Data records:
==================================================

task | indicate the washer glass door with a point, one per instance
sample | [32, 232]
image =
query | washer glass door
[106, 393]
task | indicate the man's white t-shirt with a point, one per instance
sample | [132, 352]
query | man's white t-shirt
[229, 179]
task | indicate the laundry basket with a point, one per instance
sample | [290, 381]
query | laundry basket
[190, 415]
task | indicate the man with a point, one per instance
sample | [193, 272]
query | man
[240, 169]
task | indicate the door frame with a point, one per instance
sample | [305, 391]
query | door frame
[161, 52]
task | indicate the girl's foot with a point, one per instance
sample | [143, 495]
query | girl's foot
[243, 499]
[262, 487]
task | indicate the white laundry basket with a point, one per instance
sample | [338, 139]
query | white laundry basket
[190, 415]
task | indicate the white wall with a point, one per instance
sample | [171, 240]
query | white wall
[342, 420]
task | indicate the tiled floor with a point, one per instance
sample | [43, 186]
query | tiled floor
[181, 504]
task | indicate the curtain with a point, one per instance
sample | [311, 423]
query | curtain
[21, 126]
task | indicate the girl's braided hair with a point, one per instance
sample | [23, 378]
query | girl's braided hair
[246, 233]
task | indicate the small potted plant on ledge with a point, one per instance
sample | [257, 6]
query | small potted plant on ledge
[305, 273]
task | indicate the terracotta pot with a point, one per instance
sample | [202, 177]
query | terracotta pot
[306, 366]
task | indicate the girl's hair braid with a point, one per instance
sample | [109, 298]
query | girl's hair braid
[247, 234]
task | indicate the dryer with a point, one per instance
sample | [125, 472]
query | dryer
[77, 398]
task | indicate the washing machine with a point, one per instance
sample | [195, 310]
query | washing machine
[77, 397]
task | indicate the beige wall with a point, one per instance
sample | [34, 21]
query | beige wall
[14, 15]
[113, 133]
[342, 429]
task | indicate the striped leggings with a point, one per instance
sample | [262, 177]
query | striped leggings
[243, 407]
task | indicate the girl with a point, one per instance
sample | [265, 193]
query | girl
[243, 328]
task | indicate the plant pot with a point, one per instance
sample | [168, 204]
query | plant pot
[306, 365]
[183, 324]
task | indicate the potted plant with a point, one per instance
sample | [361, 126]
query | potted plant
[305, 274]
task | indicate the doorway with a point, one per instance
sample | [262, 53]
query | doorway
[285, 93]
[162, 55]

==================================================

● TASK TO CARRY OUT: Write every entry out again. Keep each one exact.

● OUTPUT FOR THIS EXERCISE:
task | indicate the washer glass door with a point, one per instance
sample | [32, 232]
image =
query | washer glass door
[106, 393]
task | indicate the man's white t-shirt with a point, one per instance
sample | [132, 352]
query | man's white t-shirt
[229, 179]
task | indicate the laundry basket with a point, one per instance
sample | [290, 381]
query | laundry basket
[190, 415]
task | indicate the man with a point, one per instance
sample | [193, 272]
query | man
[240, 169]
task | indicate the door frame with a point, one per instance
sample | [305, 391]
query | door frame
[161, 52]
task | indicate the girl's foot with a point, one per instance
sample | [143, 495]
query | girl's foot
[243, 499]
[262, 487]
task | indicate the white laundry basket with a point, one per instance
sample | [338, 139]
query | white laundry basket
[190, 415]
task | indicate the white wall with a point, one per instance
sample | [171, 240]
query | white wall
[342, 420]
task | indicate the tiled floor with a point, one per instance
sample | [43, 186]
query | tiled floor
[181, 504]
task | indicate the curtain with a point, one per instance
sample | [311, 423]
query | curtain
[21, 126]
task | indicate the girl's braided hair with a point, one per instance
sample | [23, 378]
query | girl's braided hair
[246, 233]
task | indicate the small potted plant on ledge with a point, one per instance
sample | [257, 6]
query | small potted plant on ledge
[305, 273]
task | indicate the terracotta pot with a point, one per instance
sample | [202, 177]
query | terracotta pot
[306, 366]
task | indicate the girl's hair braid with a point, one per instance
sample | [109, 298]
query | girl's hair braid
[247, 234]
task | indicate the dryer with a point, one per instance
sample | [125, 472]
query | dryer
[77, 398]
task | indicate the washing machine with a point, one per instance
sample | [195, 310]
query | washing machine
[77, 397]
task | indicate the beige wall with a point, one per instance
sample | [34, 21]
query | beige wall
[14, 15]
[113, 133]
[342, 429]
task | indicate the striped leggings with a point, one per instance
sample | [262, 177]
query | striped leggings
[243, 407]
task | indicate the girl with a point, one per instance
sample | [265, 193]
query | girl
[243, 328]
task | indicate the plant pot with a point, one per instance
sample | [168, 204]
query | plant pot
[306, 365]
[183, 324]
task | indicate the potted plant with a point, one per instance
sample | [361, 126]
query | potted plant
[305, 274]
task | indicate the doorway with a point, one per instance
sample | [262, 53]
query | doorway
[285, 93]
[162, 55]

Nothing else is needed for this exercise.